Demonstrators try to get into hospital

Redazione Ansa

(ANSA) - Rome, April 23 - Mariella Enoc, head of the Vatican's Bambino Gesù Hospital in Rome, said she had gone Monday to a Liverpool hospital where doctors are preparing to pull the plug on terminally ill toddler Alfie Evans in order to bring Pope Francis's "closeness" to his parents, who have been battling against court orders to withdraw treatment. Meanwhile pro-life demonstrators tried to get into the Alder Hey Hospital but were blocked by police, as tension mounted on Monday. Hundreds of supporters of the parents gathered outside the hospital. "I spoke to the parents, I brought them the closeness of Pope Francis, but also of the many parents who find themselves in their situation," Enoc told ANSA.
    "The parents are not resigned, they are doing their utmost to slow the start of the procedure (of pulling the plug), but nothing more can be done," Enoc said.
    Alfie's parents on Friday made a fresh appeal to the European Court of Human Rights after Britain's Supreme Court rejected a plea to prevent doctors pulling the plug on him.
    Last Monday Italian Foreign Minister Angelino Alfano urged his British counterpart, Boris Johnson, to allow Alfie, who is suffering from an undiagnosed degenerative disease, to be transferred to medical facilities in Rome.
    Alfie's family is in a legal battle with Alder Hey, a children's hospital that says it is best to withdraw ventilation as his condition cannot be treated and has destroyed much of his brain.
    The boy's parents want to take him to Rome's Bambino Gesu' children's hospital, which is owned by the Vatican.
    Alfano asked for the parents' request to be granted to take the boy to the hospital in the Italian capital, "medical facilities of a very high level that accept him in on the base of an agreement".
    He noted, however, that "Alfie is a British citizen and Italy respects the decisions made in the framework of British national jurisdiction" and that "the British national healthcare system and medical standards are among the highest in the world".
    The Rome hospital has reportedly given the same prognosis but would be willing to perform a tracheotomy.

◆ DIRECTIONS ◆
Type out the whole news report above about Alfie Evans, word for word.

◆ INFORMATION PROVIDED ◆
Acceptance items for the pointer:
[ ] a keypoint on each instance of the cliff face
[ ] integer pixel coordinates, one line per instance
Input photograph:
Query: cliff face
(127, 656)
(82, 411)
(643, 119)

◆ PROBLEM SOLUTION ◆
Demonstrators try to get into hospital

Redazione Ansa

(ANSA) - Rome, April 23 - Mariella Enoc, head of the Vatican's Bambino Gesù Hospital in Rome, said she had gone Monday to a Liverpool hospital where doctors are preparing to pull the plug on terminally ill toddler Alfie Evans in order to bring Pope Francis's "closeness" to his parents, who have been battling against court orders to withdraw treatment. Meanwhile pro-life demonstrators tried to get into the Alder Hey Hospital but were blocked by police, as tension mounted on Monday. Hundreds of supporters of the parents gathered outside the hospital. "I spoke to the parents, I brought them the closeness of Pope Francis, but also of the many parents who find themselves in their situation," Enoc told ANSA.
    "The parents are not resigned, they are doing their utmost to slow the start of the procedure (of pulling the plug), but nothing more can be done," Enoc said.
    Alfie's parents on Friday made a fresh appeal to the European Court of Human Rights after Britain's Supreme Court rejected a plea to prevent doctors pulling the plug on him.
    Last Monday Italian Foreign Minister Angelino Alfano urged his British counterpart, Boris Johnson, to allow Alfie, who is suffering from an undiagnosed degenerative disease, to be transferred to medical facilities in Rome.
    Alfie's family is in a legal battle with Alder Hey, a children's hospital that says it is best to withdraw ventilation as his condition cannot be treated and has destroyed much of his brain.
    The boy's parents want to take him to Rome's Bambino Gesu' children's hospital, which is owned by the Vatican.
    Alfano asked for the parents' request to be granted to take the boy to the hospital in the Italian capital, "medical facilities of a very high level that accept him in on the base of an agreement".
    He noted, however, that "Alfie is a British citizen and Italy respects the decisions made in the framework of British national jurisdiction" and that "the British national healthcare system and medical standards are among the highest in the world".
    The Rome hospital has reportedly given the same prognosis but would be willing to perform a tracheotomy.